Instructions to follow -> Your response should contain each line of the data that includes "swimming".

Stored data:
# # #
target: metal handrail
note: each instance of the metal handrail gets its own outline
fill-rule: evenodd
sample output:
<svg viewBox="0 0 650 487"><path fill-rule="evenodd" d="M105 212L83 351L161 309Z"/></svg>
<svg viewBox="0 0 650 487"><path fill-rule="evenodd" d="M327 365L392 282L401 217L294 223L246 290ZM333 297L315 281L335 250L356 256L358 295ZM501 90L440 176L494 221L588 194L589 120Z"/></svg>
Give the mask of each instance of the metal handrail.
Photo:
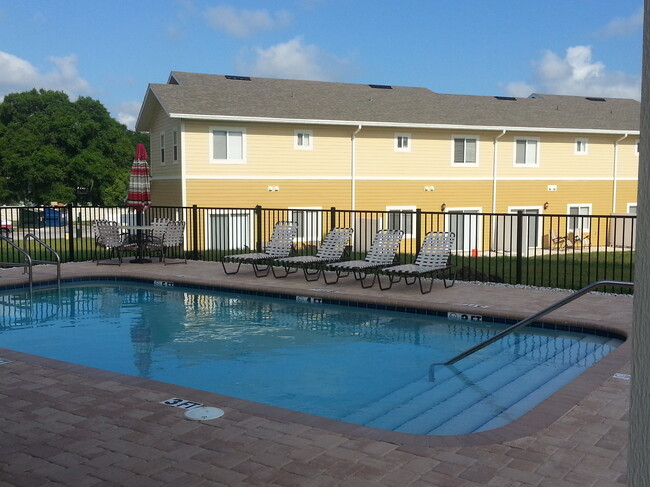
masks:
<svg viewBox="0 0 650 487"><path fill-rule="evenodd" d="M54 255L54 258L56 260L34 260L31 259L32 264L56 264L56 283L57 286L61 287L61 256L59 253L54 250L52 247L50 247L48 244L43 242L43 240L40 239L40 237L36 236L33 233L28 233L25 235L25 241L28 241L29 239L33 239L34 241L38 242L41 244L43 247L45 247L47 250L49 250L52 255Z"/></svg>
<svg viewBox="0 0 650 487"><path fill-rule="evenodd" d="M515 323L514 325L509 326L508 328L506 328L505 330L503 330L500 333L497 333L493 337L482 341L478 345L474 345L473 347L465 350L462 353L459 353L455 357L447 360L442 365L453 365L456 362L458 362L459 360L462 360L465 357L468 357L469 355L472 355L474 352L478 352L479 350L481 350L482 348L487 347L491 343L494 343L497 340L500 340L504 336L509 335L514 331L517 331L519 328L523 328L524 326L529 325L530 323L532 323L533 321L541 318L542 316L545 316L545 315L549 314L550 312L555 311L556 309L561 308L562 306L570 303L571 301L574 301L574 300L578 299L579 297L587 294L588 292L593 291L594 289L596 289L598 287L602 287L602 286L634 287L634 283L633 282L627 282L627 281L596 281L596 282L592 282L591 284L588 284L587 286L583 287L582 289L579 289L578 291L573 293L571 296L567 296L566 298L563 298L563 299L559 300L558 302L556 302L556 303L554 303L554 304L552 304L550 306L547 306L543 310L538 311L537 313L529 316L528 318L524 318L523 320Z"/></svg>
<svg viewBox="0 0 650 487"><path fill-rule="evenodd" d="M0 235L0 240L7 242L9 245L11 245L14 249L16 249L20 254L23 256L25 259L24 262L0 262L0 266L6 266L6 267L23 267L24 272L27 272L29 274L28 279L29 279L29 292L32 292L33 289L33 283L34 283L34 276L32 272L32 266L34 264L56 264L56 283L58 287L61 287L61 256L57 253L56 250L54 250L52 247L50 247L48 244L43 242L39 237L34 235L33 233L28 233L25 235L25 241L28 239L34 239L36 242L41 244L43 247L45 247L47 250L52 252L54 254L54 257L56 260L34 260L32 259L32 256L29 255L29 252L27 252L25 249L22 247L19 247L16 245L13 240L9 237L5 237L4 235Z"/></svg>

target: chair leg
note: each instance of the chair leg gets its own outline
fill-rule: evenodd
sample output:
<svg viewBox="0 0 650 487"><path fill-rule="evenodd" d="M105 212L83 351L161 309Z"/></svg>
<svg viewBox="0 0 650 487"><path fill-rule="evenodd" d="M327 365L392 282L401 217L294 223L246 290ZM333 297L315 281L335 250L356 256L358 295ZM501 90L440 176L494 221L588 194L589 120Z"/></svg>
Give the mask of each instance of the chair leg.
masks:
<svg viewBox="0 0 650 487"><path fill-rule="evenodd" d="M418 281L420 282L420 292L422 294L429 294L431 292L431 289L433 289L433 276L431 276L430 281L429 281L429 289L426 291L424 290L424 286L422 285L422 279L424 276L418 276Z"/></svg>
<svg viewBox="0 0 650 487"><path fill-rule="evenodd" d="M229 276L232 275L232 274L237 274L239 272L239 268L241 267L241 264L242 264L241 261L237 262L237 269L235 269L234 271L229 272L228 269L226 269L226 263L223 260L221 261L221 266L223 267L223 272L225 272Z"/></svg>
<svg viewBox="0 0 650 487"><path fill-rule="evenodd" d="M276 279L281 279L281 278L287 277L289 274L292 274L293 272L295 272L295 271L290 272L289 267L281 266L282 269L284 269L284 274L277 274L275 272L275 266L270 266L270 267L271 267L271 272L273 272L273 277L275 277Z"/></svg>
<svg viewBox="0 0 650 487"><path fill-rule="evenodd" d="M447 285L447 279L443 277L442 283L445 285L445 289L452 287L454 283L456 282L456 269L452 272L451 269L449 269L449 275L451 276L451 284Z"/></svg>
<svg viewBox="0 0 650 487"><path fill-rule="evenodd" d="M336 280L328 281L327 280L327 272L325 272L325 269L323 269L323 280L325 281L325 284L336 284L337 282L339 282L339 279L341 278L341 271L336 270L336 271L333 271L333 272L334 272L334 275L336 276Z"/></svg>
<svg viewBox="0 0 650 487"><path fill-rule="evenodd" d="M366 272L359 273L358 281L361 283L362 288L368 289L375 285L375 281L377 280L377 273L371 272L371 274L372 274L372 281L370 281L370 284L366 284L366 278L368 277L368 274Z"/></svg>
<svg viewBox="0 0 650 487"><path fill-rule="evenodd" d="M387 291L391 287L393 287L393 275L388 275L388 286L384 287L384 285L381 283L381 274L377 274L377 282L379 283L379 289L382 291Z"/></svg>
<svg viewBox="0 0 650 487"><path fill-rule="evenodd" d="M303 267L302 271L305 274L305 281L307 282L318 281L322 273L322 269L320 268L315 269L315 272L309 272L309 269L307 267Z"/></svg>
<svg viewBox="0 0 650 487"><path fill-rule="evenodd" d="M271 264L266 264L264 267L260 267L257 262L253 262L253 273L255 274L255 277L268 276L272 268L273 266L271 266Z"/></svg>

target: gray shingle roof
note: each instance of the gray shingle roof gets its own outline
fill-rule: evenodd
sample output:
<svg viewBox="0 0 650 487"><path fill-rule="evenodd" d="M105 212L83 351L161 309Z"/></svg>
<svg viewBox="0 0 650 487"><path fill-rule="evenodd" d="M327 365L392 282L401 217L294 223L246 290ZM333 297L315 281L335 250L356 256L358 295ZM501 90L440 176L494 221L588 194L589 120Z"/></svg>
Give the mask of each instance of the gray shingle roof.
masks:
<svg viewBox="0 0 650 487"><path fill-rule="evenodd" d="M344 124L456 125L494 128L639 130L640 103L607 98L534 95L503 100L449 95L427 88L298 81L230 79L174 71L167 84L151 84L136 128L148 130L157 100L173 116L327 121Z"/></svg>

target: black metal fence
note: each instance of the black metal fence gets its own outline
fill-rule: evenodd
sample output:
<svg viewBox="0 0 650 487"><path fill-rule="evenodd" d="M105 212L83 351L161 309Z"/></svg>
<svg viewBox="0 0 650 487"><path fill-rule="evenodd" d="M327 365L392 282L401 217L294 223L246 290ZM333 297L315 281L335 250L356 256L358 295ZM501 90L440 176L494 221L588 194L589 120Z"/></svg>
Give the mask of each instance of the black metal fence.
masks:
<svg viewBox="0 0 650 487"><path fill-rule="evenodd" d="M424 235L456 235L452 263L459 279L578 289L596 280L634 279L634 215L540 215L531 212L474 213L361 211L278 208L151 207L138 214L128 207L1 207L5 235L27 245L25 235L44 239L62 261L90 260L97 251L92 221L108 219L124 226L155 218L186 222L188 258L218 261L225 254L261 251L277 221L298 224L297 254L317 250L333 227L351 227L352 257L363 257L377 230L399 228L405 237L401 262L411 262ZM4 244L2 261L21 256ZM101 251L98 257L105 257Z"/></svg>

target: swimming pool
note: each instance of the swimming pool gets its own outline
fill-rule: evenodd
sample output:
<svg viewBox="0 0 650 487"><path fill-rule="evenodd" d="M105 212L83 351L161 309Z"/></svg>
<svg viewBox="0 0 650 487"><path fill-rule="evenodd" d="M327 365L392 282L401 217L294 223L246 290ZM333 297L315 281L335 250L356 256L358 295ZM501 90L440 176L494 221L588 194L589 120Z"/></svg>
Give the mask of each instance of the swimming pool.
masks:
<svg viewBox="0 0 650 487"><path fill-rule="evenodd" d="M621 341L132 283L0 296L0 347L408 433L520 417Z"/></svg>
# # #
Expected output ->
target: swimming pool
note: each instance of the swimming pool gets its own outline
Give the mask of each instance of the swimming pool.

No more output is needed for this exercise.